● **What you will do**:
Search the records that follow and extract every line containing the string "light".

· · · · ·

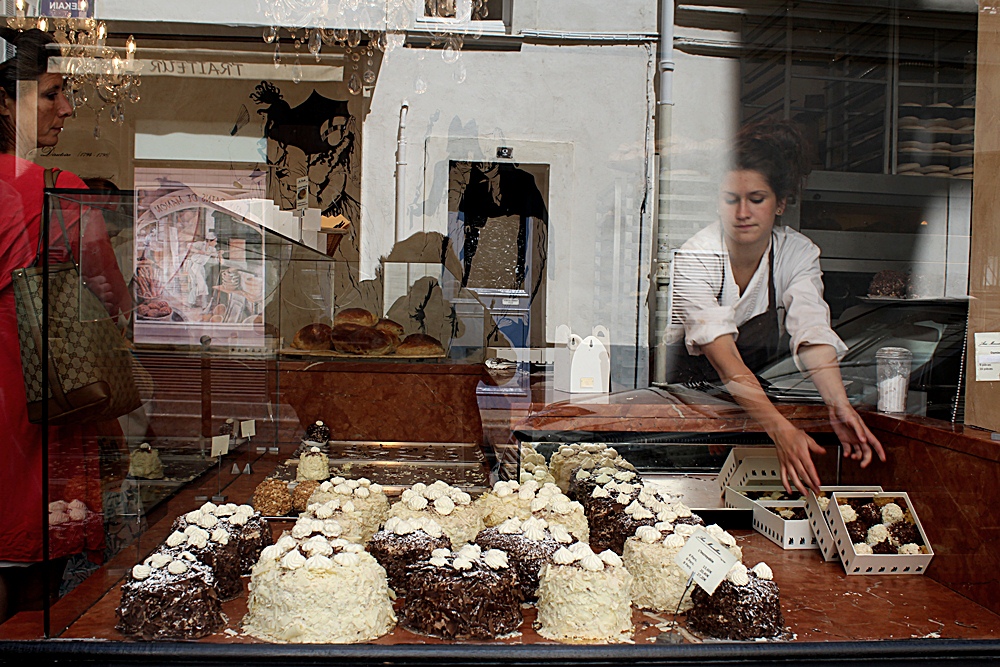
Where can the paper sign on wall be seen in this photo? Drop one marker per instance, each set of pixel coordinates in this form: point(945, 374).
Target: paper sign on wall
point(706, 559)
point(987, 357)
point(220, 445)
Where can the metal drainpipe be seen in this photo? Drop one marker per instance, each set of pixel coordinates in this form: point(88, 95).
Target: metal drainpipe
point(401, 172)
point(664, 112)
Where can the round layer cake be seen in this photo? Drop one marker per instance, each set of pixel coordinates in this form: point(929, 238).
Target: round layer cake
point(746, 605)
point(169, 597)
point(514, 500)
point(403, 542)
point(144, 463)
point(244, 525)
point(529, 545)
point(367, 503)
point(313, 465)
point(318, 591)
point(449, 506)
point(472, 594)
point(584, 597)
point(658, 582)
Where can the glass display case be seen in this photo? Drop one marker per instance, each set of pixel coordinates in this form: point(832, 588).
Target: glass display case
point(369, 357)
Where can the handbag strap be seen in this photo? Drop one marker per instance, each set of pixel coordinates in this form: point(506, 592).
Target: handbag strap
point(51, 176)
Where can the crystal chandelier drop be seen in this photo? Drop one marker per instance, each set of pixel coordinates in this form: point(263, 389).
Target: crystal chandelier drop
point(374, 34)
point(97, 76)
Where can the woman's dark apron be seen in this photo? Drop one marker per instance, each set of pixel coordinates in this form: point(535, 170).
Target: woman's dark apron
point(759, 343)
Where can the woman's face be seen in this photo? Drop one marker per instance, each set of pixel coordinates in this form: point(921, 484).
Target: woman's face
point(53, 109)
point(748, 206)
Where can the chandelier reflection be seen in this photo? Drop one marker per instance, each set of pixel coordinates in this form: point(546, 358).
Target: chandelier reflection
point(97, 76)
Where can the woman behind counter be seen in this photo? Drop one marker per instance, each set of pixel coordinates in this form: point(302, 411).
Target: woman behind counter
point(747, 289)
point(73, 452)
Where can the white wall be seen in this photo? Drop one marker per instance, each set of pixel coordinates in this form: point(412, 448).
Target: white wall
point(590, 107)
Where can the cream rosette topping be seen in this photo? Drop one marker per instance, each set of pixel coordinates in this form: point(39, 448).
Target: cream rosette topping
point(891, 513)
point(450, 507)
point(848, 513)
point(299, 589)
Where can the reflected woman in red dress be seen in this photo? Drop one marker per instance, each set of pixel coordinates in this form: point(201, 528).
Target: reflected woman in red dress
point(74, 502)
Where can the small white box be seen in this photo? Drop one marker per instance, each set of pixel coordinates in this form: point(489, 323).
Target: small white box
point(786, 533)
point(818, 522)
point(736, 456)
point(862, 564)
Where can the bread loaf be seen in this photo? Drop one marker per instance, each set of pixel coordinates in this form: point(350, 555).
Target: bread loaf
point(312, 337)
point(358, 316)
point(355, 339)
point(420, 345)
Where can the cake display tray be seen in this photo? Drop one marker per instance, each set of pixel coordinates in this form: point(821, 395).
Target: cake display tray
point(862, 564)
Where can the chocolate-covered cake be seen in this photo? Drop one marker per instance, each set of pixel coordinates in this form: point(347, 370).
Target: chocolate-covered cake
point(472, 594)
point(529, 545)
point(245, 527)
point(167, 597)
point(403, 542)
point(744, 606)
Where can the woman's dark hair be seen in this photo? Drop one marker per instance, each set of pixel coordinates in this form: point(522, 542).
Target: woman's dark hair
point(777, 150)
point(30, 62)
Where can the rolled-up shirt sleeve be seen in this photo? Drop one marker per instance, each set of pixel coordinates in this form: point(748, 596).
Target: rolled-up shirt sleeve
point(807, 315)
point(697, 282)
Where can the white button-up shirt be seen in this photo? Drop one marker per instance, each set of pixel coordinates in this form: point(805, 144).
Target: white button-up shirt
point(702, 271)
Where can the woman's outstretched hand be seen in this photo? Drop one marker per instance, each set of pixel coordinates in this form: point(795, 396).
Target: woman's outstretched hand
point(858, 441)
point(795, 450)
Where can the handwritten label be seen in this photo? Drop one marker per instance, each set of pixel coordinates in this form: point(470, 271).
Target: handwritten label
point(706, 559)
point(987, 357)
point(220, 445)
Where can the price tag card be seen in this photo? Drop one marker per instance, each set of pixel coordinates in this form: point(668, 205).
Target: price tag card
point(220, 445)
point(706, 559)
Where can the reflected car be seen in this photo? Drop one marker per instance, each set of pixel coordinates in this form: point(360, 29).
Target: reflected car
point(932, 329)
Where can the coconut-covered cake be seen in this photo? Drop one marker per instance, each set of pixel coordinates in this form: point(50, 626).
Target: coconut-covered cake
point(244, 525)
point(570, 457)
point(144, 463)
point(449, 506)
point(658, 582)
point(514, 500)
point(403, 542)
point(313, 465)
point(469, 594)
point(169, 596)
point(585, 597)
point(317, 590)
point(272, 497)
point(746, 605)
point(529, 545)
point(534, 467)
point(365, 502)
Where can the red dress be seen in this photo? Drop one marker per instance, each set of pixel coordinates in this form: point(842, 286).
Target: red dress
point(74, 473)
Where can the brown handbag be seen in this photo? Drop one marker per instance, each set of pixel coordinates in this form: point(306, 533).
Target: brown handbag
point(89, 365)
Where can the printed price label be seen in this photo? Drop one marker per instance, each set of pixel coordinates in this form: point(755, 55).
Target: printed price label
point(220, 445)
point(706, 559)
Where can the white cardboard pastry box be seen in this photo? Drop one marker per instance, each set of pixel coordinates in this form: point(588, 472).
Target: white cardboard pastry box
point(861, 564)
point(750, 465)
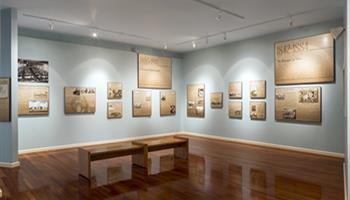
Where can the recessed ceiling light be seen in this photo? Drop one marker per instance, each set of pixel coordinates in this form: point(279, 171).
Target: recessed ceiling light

· · · · ·

● **Response to the exercise**:
Where can the recessed ceiling light be seen in this photo? Drop one marker per instance, each set of pixel coordinates in this form: point(279, 171).
Target: recessed ceiling light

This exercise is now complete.